-- Problem statement --
Each line below should be repeated exactly as it stands.

··········

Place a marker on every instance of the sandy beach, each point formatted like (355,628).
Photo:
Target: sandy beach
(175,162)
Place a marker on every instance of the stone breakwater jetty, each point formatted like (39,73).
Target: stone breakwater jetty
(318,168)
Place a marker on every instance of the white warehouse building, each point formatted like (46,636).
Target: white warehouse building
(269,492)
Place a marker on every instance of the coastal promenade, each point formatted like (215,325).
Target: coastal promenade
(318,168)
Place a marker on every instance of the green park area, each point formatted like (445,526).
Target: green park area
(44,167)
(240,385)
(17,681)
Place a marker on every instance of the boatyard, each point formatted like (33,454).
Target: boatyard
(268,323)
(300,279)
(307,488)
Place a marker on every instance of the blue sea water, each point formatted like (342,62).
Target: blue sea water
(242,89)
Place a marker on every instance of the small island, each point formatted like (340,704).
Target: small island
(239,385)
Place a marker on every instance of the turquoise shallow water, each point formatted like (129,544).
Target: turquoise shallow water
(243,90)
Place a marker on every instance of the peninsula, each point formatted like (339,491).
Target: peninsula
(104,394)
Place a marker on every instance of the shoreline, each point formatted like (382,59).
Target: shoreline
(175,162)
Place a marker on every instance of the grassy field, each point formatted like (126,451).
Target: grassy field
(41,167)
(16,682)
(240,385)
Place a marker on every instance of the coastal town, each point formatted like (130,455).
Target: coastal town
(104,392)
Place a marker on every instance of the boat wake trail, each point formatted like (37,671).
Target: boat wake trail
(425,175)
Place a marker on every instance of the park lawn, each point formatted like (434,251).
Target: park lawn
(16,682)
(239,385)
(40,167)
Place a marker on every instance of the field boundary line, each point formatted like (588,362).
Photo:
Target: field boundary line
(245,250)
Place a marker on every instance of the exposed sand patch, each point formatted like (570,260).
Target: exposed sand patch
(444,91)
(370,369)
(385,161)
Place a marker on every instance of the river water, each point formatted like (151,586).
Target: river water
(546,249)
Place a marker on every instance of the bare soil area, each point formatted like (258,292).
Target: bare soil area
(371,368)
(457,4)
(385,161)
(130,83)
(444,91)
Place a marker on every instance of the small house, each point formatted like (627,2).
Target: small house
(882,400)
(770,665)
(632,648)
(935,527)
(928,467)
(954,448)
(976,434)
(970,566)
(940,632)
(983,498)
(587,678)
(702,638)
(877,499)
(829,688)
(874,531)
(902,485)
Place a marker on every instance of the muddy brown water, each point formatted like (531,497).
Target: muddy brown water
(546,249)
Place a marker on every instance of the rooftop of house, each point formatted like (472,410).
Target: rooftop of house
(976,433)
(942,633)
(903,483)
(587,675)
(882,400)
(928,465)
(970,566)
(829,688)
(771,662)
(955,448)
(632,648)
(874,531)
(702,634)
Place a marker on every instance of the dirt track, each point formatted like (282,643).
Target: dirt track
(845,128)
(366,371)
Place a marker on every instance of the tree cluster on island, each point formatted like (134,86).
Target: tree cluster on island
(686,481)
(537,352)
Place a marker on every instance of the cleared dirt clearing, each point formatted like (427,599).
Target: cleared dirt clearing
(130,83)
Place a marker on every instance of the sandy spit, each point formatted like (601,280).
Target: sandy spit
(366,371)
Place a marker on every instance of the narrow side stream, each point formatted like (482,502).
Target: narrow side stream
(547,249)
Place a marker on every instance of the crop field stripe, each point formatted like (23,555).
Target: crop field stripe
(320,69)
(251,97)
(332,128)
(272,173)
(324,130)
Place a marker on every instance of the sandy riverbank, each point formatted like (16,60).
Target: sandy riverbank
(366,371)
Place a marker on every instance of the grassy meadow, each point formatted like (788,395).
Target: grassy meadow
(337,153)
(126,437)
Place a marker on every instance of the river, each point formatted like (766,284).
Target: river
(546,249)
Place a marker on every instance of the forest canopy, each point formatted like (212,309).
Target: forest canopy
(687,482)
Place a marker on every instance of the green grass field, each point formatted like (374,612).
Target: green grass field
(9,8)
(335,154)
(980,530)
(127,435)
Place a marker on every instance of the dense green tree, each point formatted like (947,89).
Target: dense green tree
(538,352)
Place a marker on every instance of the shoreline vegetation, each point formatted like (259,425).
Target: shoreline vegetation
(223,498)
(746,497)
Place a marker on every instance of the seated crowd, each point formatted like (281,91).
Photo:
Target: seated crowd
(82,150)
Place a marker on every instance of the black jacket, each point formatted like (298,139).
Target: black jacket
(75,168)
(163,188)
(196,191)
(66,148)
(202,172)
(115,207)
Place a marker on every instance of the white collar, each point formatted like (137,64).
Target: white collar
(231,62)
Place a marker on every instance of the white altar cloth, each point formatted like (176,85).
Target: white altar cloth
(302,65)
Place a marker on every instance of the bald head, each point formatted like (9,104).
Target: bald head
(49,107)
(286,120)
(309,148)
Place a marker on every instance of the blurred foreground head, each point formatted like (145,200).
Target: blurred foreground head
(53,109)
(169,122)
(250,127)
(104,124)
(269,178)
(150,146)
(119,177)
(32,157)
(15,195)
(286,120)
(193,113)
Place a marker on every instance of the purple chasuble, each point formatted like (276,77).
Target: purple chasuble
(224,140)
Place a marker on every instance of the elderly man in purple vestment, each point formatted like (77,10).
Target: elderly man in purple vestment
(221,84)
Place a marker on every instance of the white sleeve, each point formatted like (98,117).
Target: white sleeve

··········

-- Answer box --
Place a marker on every instance of the sandy beach, each point formatted like (355,628).
Photo:
Target: sandy beach
(175,162)
Place a marker on every instance of the stone breakwater jetty, each point formatted like (39,73).
Target: stone breakwater jetty
(318,168)
Place a marker on every instance of the white warehouse building, each point formatted like (46,636).
Target: white warehouse building
(269,492)
Place a marker on every instance of the coastal promenade, each point formatted like (215,325).
Target: coastal promenade
(318,168)
Place a marker on every instance of the green park area, each point formatted like (445,526).
Target: green park area
(44,167)
(240,385)
(17,681)
Place a marker on every instance of the boatyard, each point formatted like (33,454).
Target: boatyard
(268,323)
(300,279)
(307,488)
Place a marker on every instance of the blue sea water, each point formatted like (342,62).
Target: blue sea water
(242,89)
Place a marker on every instance of the small island, each point formatted like (340,704).
Target: small island
(239,385)
Place a marker on every instance of the turquoise shallow water, each point formatted like (129,544).
Target: turquoise shallow water
(243,90)
Place a marker on every instance of the peninsula, each point formatted like (339,491).
Target: peninsula
(104,394)
Place a marker on every instance of the shoreline, each point formatted like (382,59).
Target: shoreline
(175,162)
Place a marker on every instance of the grassy field, each point formatted like (126,451).
Target: grassy field
(41,167)
(16,682)
(240,385)
Place a marker on every instance of the coastal town, each point formatted like (130,455).
Target: coastal town
(104,392)
Place a marker on every instance of the boat wake trail, each point formatted like (37,671).
Target: boat wake trail
(425,175)
Place a marker on every instance of the park lawn, each point formatted like (434,251).
Target: park lawn
(16,682)
(239,385)
(40,167)
Place a marker on every instance of the field boundary line, each point formatted like (588,362).
Photo:
Target: field boundary line
(245,250)
Place a marker on every instance of the exposed sand patch, each point formatted like (570,260).
Target: exposed sand patch
(444,91)
(370,369)
(385,161)
Place a marker on every instance of the river water, each point formatted like (151,586).
Target: river water
(546,249)
Place a marker on every instance of the bare soil area, each point formatted like (258,292).
Target: bare soil area
(371,368)
(457,4)
(385,161)
(130,83)
(444,91)
Place a marker on every instance of the small house, each point formatted like (627,2).
Target: small house
(882,400)
(770,665)
(632,648)
(935,527)
(928,467)
(954,448)
(976,434)
(970,566)
(940,632)
(983,498)
(587,678)
(702,638)
(877,499)
(829,688)
(874,531)
(902,485)
Place a marker on every instance of the muddy brown water, each point formatted like (531,497).
Target: muddy brown water
(546,249)
Place a marker on every instance of the rooftop of house, each point formatted like (472,410).
Target: rooftop of house
(976,433)
(942,633)
(903,483)
(587,675)
(882,400)
(928,465)
(970,566)
(829,688)
(771,662)
(955,448)
(632,648)
(874,531)
(702,634)
Place a marker on every instance of the dirt track, each point formatted like (282,643).
Target: dirt track
(845,128)
(366,371)
Place a marker on every instance of the tree cluster on island, each point formatted like (134,86).
Target: tree cluster on island
(686,481)
(537,352)
Place a marker on every instance of the cleared dirt clearing, each point formatted like (427,599).
Target: cleared dirt clearing
(130,83)
Place a marker on every instance of the sandy spit, each point formatted like (601,280).
Target: sandy spit
(366,371)
Place a marker on every instance of the narrow side stream, each point formatted like (482,502).
Target: narrow side stream
(547,249)
Place a marker on every instance of the crop field stripe, each point formatted like (23,555).
Target: crop field stripe
(320,69)
(251,97)
(332,128)
(272,173)
(324,130)
Place a marker on every instance of the sandy riverbank, each point formatted like (16,60).
Target: sandy riverbank
(366,371)
Place a marker on every instance of the grassy meadow, each point formatted like (788,395).
Target: grassy meadow
(337,153)
(126,437)
Place a marker on every instance of the river, each point formatted like (766,284).
Target: river
(546,249)
Place a marker on every instance of the forest canopy, each point formatted like (212,309).
Target: forest canopy
(687,482)
Place a marker on every instance of the green grass field, each point formatted like (374,612).
Target: green grass field
(9,8)
(335,154)
(980,530)
(127,435)
Place a marker on every instance of the dense green tree, each point formatted like (947,89).
Target: dense green tree
(538,352)
Place a marker on every instance of the shoreline vegetation, each point formatted like (259,425).
Target: shoreline vegetation
(223,498)
(746,497)
Place a marker on every instance of the seated crowd, each point formatted like (281,91).
Photo:
Target: seated crowd
(82,150)
Place a marker on every instance of the black jacket, each point formatted like (298,139).
Target: black jacket
(75,168)
(163,188)
(196,191)
(66,148)
(202,172)
(115,207)
Place a marker on every instance of the white collar, each point formatted like (137,64).
Target: white collar
(231,62)
Place a marker on every instance of the white altar cloth, each point formatted like (176,85).
Target: white altar cloth
(302,65)
Place a marker on every instance of the bald head, each point formatted like (9,104).
Target: bald head
(49,107)
(286,120)
(309,148)
Place a marker on every instance of the blurred foreground head, each point formatted like (145,200).
Target: blurred foreground head
(53,109)
(169,122)
(250,127)
(104,124)
(269,178)
(150,146)
(119,177)
(32,157)
(15,195)
(286,120)
(193,113)
Place a marker on every instance of the purple chasuble, each point formatted like (276,77).
Target: purple chasuble
(224,140)
Place a marker on every instance of the elderly man in purple vestment, each point formatted like (77,10).
Target: elderly man in purple vestment
(221,84)
Place a marker on every instance of the white sleeve, each point formatted like (98,117).
Target: white sleeve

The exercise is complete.